**What you should do**
Copy every line of the material below word for word, leaving out the pictures.

**Dataset excerpts**
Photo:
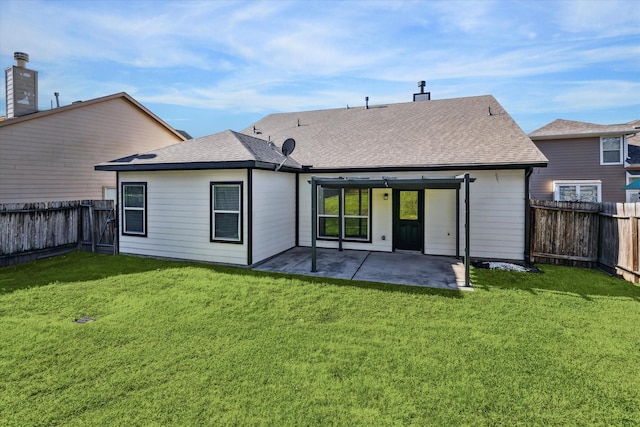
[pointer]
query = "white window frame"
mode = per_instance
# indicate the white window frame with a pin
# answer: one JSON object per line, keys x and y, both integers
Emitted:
{"x": 215, "y": 211}
{"x": 345, "y": 217}
{"x": 142, "y": 208}
{"x": 620, "y": 151}
{"x": 578, "y": 184}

**Full solution**
Photo:
[pointer]
query = "white window frame"
mode = per_instance
# indicate the white window frame with a pin
# answer: one JSON object per line, keys x and y, both integers
Emitted:
{"x": 215, "y": 211}
{"x": 345, "y": 217}
{"x": 142, "y": 208}
{"x": 620, "y": 151}
{"x": 578, "y": 184}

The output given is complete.